Work instructions
1: In the FFO disclosure, together with what measure does management believe FFO should be considered?
2: List each thing that the FFO disclosure says FFO does not represent, is not necessarily indicative of, or should not be considered an alternative to.
3: Extend the FFO disclosure past its final sentence.
* begin Excerpt to read *
FFO falls within the definition of "non-GAAP financial measure" set forth in Regulation S-K and as a result the Company is required to include in this report a statement disclosing the reasons why management believes that presentation of this measure provides useful information to investors.  Management believes that in order to facilitate a clear understanding of the combined historical operating results of the Company, FFO should be considered in conjunction with net income as presented in the consolidated financial statements included elsewhere herein.  Management believes that by excluding gains or losses related to dispositions of property and excluding real estate depreciation (which can vary among owners of similar assets in similar condition based on historical cost accounting and useful life estimates), FFO can help one compare the operating performance of a company's real estate between periods or as compared to different companies.  The Company also uses this measure to compare its performance to that of its peer group.  FFO does not represent cash generated from operating activities in accordance with generally accepted accounting principles and is not necessarily indicative of cash available to fund cash needs.  FFO should not be considered as an alternative to net income as an indication of the Company's performance or to cash flow as a measure of liquidity.
* end Excerpt to read *
* begin Extracted records *
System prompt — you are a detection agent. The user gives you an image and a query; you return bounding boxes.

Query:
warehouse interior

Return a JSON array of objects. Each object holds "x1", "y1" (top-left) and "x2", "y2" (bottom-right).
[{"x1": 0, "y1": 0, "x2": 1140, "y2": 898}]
* end Extracted records *
In response
1: Net income, as presented in the consolidated financial statements.

2:
- Cash generated from operating activities in accordance with generally accepted accounting principles
- Cash available to fund cash needs
- Net income as an indication of the Company's performance
- Cash flow as a measure of liquidity

3:
The calculation of FFO and reconciliation to GAAP net income available to common shareholders for the three months ended March 31, 2009 and 2008 are presented below (in thousands):

   
Three Months
 
   
2009
   
2008
 
Net income attributable to common shareholders
  $ 10,902     $ 25,652  
Real property depreciation and amortization
    29,420       27,950  
Noncontrolling interests
    4,157       10,686  
Gain on disposition of property
    (13,508 )     (29,849 )
FFO – Basic and Diluted, as defined by NAREIT
    30,971       34,439  
Loss from early extinguishment of debt in connection with sale of real estate
    4,927       1,384  
FFO – Basic and Diluted, as adjusted by the Company
  $ 35,898     $ 35,823  
Weighted average common shares/units outstanding (1):
               
Basic
    45,180.01       45,650.92  
Diluted
    45,211.11       46,028.85  
 
(1) 
Basic includes common stock outstanding plus UPREIT Units which can be converted into shares of common stock.  Diluted includes additional common stock equivalents.
 
All REITs may not be using the same definition for FFO.  Accordingly, the above presentation may not be comparable to other similarly titled measures of FFO of other REITs.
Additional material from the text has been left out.